** Start of TEXT TO READ **

Wednesday, June 18, 2008

Tired of Being Afraid

Today I am tired, almost too tired to write. Exhausted from trying. Trying to understand. Trying not to hate my circumstances. Trying not to hate my neighbors. Trying trying trying. It is draining to put on a positive face in a world of hatred. I am tired so very tired. I've asked myself "what am I doing here?", "how has this become my life?". Do you wonder; how did I arrive here? To make a long story (which I promise to tell eventually) very short, I fell in love with a beautiful kind compassionate man, we got pregnant and had to choose between 2 apartments; mine in Queens or his here in East Flatbush Brooklyn. After much deliberation we decided that Brooklyn afforded us the luxury of my staying home with our son for as long as possible. Now it seems impossible. I do not think I can stay here much longer and yet I have no other choice. At 43 years old and after a long hard journey I have found the love of my life and yet you don't want me here. You make it clear, every day, each and every day, that I am not welcome in his neighborhood.

** End of TEXT TO READ **
** Start of RECORD SET **

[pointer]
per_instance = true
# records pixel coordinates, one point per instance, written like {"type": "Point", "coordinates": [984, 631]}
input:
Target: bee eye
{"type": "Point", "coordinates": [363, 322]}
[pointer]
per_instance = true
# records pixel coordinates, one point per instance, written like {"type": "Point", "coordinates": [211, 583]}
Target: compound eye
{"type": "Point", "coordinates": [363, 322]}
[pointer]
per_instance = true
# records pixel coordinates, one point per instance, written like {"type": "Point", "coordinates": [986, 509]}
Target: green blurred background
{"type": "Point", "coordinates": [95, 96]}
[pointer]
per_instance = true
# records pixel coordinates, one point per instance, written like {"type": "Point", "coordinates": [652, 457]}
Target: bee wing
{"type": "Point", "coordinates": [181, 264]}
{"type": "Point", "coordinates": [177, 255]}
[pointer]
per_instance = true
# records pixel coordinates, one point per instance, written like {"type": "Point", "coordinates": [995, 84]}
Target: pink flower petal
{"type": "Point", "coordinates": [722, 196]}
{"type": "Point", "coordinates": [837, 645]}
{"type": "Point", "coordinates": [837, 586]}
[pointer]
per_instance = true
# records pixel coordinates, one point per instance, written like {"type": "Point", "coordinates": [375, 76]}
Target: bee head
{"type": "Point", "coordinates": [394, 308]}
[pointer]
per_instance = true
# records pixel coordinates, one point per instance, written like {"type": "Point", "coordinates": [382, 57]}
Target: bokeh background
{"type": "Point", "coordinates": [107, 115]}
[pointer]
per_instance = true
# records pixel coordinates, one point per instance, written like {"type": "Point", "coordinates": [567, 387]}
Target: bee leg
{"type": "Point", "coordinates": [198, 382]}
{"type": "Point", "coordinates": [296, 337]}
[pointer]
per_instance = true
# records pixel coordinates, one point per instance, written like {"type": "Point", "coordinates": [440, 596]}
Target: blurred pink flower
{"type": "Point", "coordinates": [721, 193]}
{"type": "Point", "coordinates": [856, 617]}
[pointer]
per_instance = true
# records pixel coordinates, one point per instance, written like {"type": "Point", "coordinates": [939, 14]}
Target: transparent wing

** End of RECORD SET **

--- WRITTEN PROBLEM ---
Give each adjective the blog entry uses to describe the man the writer fell in love with.

--- THE OUTPUT ---
beautiful, kind, compassionate